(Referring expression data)
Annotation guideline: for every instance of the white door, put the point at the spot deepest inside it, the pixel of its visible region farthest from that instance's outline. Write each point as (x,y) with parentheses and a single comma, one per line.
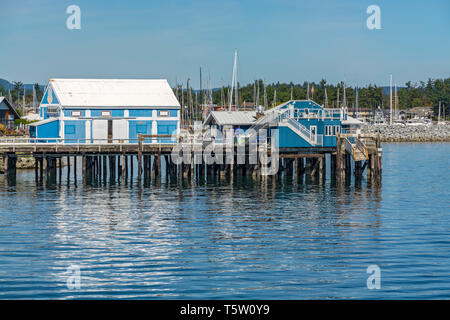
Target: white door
(313,133)
(99,131)
(120,130)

Task statement: Transcribe every line of the records exactly. Pictures do not belong in the copy.

Exercise answer:
Annotation guideline: for every instance of the white door, put the point at the spot deepest inside it, the pixel of its visible region farthest from that instance's outline. Write each point as (x,y) with parentheses and a single comma, one per line.
Target: white door
(313,133)
(99,131)
(120,130)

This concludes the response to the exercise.